▶ [Problem a]:
Turn the lines of the listing below, from its first line through the line containing "x=90, y=871", into a numbered list, leaving out any blank lines.
── Text extract ──
Deflation, House Prices and Population

David Lawrenson of private rent consultancy argues that long term deflation of house prices in the UK is unlikely – but a lot depends on demography.

Deflation, House Prices and Population

As a lad who grew up in the 70s and 80s, it is really hard to imagine a Britain where the government is not fighting inflation.

At school and at university, the models of the economy we studied were about inflation – what caused it and how to fight it. The deflation of the early 1930s was consigned to history – in a different type of world that could not be repeated in modern times.

So we learnt about the theories of Keynes and Friedman but usually always with the background of inflationary pressures.

And so, suddenly living in a world of deflation, seems odd to me and many people of my age.

We all know the causes – and I am not going to go into that here, but one big question for the UK is – could the deflation we are seeing for everyday goods translate into continuously falling house prices too?

House Price Crash? It has Happened Before

Now, we have seen falling houses before – and not so long ago either. From 1989 to 1995 house prices fell throughout the UK by about 35 to 40%, depending whose stats you believe – leaving hundreds of thousands of people in negative equity. And many people have forgotten it already.

So, could that happen again today and what would it mean for homeowners and landlords?

Well, for people for have large loans secured against residential property, the position would be bad because if you have an interest only mortgage, your level of mortgage debt would stay the same but the “earning power” to pay off that debt would be diminishing as real earnings fell.
───
▶ [Problem b]:
In the piece on deflation and house prices, by roughly how much did UK house prices fall between 1989 and 1995?
── Material for the task ──
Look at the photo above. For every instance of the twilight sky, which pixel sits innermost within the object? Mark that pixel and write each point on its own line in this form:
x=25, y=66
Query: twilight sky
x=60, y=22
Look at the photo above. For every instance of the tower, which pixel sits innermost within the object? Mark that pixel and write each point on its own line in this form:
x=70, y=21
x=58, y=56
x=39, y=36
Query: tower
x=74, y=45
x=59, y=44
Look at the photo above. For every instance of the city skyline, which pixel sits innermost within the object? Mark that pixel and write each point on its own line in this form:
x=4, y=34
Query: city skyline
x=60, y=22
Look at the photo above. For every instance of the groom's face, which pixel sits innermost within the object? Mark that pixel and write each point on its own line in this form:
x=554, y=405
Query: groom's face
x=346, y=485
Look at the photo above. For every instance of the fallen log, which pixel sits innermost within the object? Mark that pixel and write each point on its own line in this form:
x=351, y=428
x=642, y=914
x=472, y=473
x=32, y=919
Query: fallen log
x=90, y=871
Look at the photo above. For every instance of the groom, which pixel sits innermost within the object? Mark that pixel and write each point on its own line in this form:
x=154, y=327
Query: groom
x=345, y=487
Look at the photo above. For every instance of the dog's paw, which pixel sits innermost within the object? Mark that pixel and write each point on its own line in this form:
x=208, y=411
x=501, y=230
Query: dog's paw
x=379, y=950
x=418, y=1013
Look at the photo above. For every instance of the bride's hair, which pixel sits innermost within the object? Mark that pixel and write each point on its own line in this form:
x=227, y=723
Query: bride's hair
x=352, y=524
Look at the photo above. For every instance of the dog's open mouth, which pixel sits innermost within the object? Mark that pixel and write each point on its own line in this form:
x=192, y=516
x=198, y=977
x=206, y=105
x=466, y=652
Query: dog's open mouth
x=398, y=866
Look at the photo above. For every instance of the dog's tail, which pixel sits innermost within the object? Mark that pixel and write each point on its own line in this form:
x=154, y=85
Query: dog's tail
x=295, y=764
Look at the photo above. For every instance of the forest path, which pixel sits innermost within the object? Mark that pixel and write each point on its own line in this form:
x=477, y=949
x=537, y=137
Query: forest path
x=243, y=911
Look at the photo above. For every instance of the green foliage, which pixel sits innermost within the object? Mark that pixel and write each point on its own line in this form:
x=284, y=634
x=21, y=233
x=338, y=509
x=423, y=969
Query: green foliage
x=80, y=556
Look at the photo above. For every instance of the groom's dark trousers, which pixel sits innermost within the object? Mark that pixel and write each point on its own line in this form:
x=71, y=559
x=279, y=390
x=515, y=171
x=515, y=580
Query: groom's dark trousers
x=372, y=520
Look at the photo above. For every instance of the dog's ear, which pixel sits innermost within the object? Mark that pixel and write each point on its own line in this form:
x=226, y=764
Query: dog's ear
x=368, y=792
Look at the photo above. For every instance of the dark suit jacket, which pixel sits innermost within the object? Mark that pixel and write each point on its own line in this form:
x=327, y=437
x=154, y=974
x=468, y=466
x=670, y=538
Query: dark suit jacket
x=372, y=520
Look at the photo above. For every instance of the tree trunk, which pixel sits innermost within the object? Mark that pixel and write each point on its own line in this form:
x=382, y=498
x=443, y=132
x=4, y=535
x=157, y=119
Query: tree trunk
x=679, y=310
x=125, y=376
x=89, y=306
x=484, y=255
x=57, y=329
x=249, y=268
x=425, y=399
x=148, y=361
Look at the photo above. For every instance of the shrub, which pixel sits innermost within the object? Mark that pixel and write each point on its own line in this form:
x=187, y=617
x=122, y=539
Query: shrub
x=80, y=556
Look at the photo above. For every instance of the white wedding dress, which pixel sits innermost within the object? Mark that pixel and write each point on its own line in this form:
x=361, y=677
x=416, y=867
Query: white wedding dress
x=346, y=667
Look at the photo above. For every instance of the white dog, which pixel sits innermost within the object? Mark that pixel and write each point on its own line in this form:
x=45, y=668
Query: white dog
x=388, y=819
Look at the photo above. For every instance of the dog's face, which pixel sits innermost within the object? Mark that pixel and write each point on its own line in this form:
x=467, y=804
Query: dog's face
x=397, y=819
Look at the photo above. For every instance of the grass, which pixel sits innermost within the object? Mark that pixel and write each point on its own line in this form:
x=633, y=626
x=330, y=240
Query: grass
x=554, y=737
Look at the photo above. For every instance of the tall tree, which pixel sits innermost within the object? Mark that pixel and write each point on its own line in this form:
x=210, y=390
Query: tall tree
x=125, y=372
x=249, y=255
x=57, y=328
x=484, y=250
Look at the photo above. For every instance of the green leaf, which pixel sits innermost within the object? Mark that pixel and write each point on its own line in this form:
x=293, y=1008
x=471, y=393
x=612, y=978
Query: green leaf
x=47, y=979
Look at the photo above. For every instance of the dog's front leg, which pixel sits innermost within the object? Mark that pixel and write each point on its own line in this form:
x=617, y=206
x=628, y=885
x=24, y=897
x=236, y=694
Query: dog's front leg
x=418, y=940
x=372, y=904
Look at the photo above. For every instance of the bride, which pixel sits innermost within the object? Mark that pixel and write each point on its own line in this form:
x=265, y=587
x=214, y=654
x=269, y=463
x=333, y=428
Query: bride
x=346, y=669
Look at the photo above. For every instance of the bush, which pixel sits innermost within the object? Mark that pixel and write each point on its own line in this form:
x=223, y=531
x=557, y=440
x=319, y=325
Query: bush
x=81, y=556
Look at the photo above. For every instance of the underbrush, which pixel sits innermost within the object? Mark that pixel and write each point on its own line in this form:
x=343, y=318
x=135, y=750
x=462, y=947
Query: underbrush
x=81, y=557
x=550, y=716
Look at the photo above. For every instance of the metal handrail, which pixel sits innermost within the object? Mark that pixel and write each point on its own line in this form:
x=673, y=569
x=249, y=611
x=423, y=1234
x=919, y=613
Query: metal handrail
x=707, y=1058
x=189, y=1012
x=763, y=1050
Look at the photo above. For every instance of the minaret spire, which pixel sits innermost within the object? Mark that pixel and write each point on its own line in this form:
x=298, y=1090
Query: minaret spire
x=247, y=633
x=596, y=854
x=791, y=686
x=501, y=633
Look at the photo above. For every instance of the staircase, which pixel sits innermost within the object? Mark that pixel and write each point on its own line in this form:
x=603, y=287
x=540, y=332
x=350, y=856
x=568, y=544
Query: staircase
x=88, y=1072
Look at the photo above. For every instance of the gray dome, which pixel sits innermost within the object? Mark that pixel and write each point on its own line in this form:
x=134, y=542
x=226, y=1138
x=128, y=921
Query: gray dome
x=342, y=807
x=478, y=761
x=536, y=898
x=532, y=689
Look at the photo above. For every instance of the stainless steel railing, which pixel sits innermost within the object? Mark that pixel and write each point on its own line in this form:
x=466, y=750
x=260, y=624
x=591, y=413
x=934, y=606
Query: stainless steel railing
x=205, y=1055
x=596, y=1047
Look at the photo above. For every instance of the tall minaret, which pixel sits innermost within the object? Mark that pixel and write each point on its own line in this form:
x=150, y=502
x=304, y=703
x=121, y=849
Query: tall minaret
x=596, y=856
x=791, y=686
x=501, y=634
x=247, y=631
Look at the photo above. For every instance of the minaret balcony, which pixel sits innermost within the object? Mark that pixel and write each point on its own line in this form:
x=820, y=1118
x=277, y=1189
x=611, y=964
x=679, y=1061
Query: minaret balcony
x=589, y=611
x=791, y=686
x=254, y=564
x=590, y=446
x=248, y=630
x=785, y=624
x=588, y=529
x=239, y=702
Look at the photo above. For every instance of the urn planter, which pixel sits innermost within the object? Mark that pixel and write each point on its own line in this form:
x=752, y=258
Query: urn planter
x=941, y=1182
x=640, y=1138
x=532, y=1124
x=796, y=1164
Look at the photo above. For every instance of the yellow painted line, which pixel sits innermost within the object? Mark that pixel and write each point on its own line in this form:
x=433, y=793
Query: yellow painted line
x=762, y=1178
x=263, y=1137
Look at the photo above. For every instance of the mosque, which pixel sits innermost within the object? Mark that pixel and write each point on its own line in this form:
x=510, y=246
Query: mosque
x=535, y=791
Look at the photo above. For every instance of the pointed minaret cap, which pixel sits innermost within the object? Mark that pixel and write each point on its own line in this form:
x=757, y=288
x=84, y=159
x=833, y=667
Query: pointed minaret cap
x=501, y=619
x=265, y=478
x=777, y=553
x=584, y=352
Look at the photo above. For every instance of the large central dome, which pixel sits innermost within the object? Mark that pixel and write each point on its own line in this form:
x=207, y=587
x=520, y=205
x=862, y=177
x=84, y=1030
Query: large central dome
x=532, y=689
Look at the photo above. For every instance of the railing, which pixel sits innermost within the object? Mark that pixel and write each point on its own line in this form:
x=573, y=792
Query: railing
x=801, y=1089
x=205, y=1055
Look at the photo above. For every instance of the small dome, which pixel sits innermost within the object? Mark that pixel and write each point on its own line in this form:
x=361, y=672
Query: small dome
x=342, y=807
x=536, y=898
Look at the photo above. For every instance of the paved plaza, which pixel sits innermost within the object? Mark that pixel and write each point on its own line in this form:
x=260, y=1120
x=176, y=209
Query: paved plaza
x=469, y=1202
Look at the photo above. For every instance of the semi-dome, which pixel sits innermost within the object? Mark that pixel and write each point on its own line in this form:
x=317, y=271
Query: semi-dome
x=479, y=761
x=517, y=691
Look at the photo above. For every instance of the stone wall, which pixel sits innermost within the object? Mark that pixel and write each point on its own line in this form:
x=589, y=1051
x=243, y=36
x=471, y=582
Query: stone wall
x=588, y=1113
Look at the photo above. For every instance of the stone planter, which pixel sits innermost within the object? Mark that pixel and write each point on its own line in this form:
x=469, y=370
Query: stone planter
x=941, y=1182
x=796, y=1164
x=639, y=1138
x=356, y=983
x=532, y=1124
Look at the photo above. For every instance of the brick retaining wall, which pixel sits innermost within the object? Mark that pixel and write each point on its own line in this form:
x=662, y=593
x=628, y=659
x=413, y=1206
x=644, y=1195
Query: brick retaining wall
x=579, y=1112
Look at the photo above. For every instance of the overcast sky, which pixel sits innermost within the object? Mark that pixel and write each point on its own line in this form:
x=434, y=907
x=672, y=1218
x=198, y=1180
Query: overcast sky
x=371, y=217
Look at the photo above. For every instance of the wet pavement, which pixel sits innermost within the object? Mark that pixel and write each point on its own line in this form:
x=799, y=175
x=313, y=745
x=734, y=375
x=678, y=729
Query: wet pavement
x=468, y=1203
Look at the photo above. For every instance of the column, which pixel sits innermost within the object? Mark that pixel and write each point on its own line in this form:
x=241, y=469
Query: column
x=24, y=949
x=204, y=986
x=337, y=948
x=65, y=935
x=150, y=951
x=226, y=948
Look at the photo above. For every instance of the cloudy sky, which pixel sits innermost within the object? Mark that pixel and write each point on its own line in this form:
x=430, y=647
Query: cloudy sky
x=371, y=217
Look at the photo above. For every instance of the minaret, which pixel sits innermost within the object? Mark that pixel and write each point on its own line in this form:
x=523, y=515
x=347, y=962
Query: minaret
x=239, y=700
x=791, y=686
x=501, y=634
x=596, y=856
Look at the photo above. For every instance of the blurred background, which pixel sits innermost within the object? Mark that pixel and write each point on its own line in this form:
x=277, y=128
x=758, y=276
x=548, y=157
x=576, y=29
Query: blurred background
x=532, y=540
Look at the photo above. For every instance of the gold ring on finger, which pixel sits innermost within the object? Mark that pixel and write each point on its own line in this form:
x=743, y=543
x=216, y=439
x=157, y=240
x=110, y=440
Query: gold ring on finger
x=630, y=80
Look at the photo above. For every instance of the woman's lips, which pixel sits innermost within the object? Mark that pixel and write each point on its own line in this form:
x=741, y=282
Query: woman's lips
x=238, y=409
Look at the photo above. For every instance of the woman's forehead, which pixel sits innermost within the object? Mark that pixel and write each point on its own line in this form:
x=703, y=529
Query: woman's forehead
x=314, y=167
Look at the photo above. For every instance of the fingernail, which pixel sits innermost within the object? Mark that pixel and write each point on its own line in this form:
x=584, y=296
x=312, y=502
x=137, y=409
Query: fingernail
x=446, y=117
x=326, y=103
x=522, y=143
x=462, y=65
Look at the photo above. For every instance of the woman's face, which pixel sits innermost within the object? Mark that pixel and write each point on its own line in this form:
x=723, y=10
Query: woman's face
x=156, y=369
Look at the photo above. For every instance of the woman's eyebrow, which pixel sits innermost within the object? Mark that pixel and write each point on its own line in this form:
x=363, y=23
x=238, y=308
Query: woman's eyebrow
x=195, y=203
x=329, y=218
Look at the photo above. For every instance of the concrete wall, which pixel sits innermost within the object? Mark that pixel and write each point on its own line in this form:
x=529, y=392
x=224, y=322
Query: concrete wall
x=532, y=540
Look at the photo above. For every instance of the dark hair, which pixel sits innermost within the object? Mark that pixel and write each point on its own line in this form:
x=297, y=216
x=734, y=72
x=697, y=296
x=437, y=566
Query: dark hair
───
▶ [Complete response a]:
1. Look at the photo above. For every instance of the twilight sky, which pixel sits innermost within the object? Mark that pixel and write each point on its own line in this form:
2. x=25, y=66
3. Query: twilight sky
4. x=60, y=22
5. Look at the photo above. For every instance of the tower, which pixel sits innermost within the object? Mark that pixel and write each point on its own line in this form:
6. x=70, y=21
7. x=58, y=56
8. x=39, y=36
9. Query: tower
10. x=74, y=45
11. x=59, y=44
12. Look at the photo above. For every instance of the city skyline, which pixel sits innermost within the object? Mark that pixel and write each point on its own line in this form:
13. x=4, y=34
14. Query: city skyline
15. x=60, y=22
16. Look at the photo above. For every instance of the groom's face, which pixel sits innermost within the object? Mark that pixel and write each point on its own line in this form:
17. x=554, y=405
18. Query: groom's face
19. x=346, y=485
20. Look at the photo above. For every instance of the fallen log, which pixel sits innermost within the object? Mark that pixel and write each point on its own line in this form:
21. x=351, y=428
22. x=642, y=914
23. x=472, y=473
24. x=32, y=919
25. Query: fallen log
26. x=90, y=871

▶ [Complete response b]:
About 35 to 40%, depending on whose statistics you believe.